*** Opening of EXTRACT PROVIDED ***

This is not quite "compliance channel", but does it address your
issues?


+-----------+             +----------------+
| TX PMD    | v(t)        |Standard range  |
| device    +------------>| of test load   |
+-----------+    \        +----------------+
                  \
                   \    +--------+     +-------------+
                    --->| G(s)   +---->| time-domain |
                        +--------+     |  template   |
                                       +-------------+

The principles:
(1) TX output v(t) is being constrained by the spec. This is
     defined at the physical connector (interop point)
(2) The constraint on v(t) is expressed as a temporal template
     applied *after* a linear filter
(3) As a design spec, the constraint should be met over a
     full range of legal test loads and legal test signals
(4) As a conformance test, perhaps one test signal (the
     low freq pulse already proposed) and two limit conditions
     on test load are satisfactory.

G(s) is a complex frequency response function which we need to make
up in committee. It need not exactly model a feasible (or nominal)
channel. In fact, if G(s) is optimized for the purpose of ensuring
interoperability without overspecifying, it may deviate quite a
bit from real channel characteristics. 

In any case, let's make sure that we recognize a design spec and
a conformance test are ideally based on the same model but are
*two different things*.

Cheers,
  Chuck Harrison
  Far Field Associates, LLC
  +1 360 863 8340 (voice)  PST = GMT-0800


Mike Jenkins wrote:
> 
> Howard and all,
> 
> First of all, my apologies for jumping in somewhat late on this
> discussion.  I appreciate all the work that has gone into
> 10GBASE-CX4 to date, and I hope my comments will be received as they
> are intended -- as constructive.

*** Close of EXTRACT PROVIDED ***

REQUIRED ACTIONS =>
1/ According to the message on the transmitter specification, where is the constraint on the TX output v(t) defined?
2/ Condense the paragraph of the message on the transmitter specification that begins "G(s) is a complex frequency response function" into two sentences, keeping its main facts.
3/ Write what comes next in the message on the transmitter specification, picking up after its final sentence.
The lines below come from a separate, unrelated source.

*** Opening of DATA EXCERPT ***

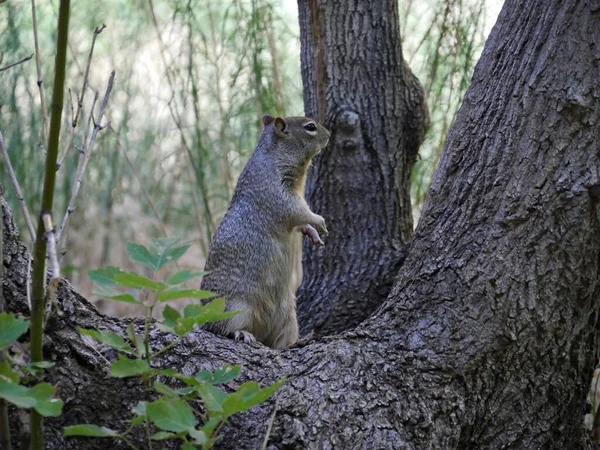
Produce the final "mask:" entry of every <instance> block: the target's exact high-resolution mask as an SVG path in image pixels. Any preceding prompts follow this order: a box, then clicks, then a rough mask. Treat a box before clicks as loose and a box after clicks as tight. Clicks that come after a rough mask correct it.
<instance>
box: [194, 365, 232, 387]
mask: <svg viewBox="0 0 600 450" xmlns="http://www.w3.org/2000/svg"><path fill="white" fill-rule="evenodd" d="M241 370H242V366H223V367H220V368H218V369H217V370H215V371H214V372H211V371H210V370H206V369H202V370H201V371H200V372H198V373H197V374H196V380H198V381H206V382H207V383H210V384H223V383H227V382H229V381H231V380H233V379H234V378H236V377H237V376H238V375H239V374H240V371H241Z"/></svg>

*** Close of DATA EXCERPT ***

ANSWERS FOR THIS EXERCISE =>
1/ It is defined at the physical connector, the interop point.

2/ G(s) is a complex frequency response function that the committee must define, and it need not exactly model a feasible or nominal channel. If it is optimized to ensure interoperability without overspecifying, it may deviate considerably from real channel characteristics.

3/
> 
> I will list several specific comments below, but my overall
> not-so-hidden agenda is to persuade the group not to abandon the
> XAUI compliance interconnect concept and to avoid required TX
> near-end measurements.  I offer three reasons for  this:
> 
>   1. (The practical reason)  Near-end TX waveforms have maximum high
>      frequency content, exciting any and all fixture resonances.
>      Hence near-end measurements -- especially with restrictive
>      templates -- can be a nightmare of small excursions outside the
>      template.  Yet these high frequency aberrations are attenuated
>      by the transmission path and affect the far-end signal quality
>      very little if at all.  Far end measurements are much more
>      benign and to the point.
>   2. (The theoretical reason)  A jitter budget, with jitter
>      increasing down the transmission path made sense for
>      trapezoidal  waveforms, but not for pre-emphasized TX
>      waveforms.  With pre-emphasis, the jitter can be better at the
>      far end of the path than at the TX output.  Specifying such TX
>      waveforms to guarantee an adequate RX waveform is complex and
>      sensitive to assumptions.
>   3. (The time-to-market reason)  It appears inevitable that the RX
>      will require additional equalization compared with XAUI.
>      Hence, keeping the TX specifications as close as possible to
>      XAUI(at least in format) would seem to offer the lowest risk,
>      fastest route to market for 10GBASE-CX4.
> 
> For what it's worth, a compliance channel approach to TX specs would
> also render the issue of minimum TX amplitude irrelevant.
> 
> Here are some specific comments on sections of the draft:
> 
>    * 54.7.3.2  Load   For accurate measurements of 3.125 Gb/s
>      signals, especially at the TX, 2.5 GHz is probably not adequate
>      bandwidth.  (At the far end, after 12 or 20 dB of attenuation
>      at these frequencies, this is much less of an issue.)
>    * 54.7.3.4 Output Impedance and 54.7.4.5 Input Impedance   I
>      realize these sections are out of XAUI, but I would like to
>      point out that the values specified (if my math is correct) are
>      equivalent to 1.04 pF of dif'l load capacitance on the TX and
>      0.424 pF of dif'l load capacitance on the RX.  These would be
>      problematic limits.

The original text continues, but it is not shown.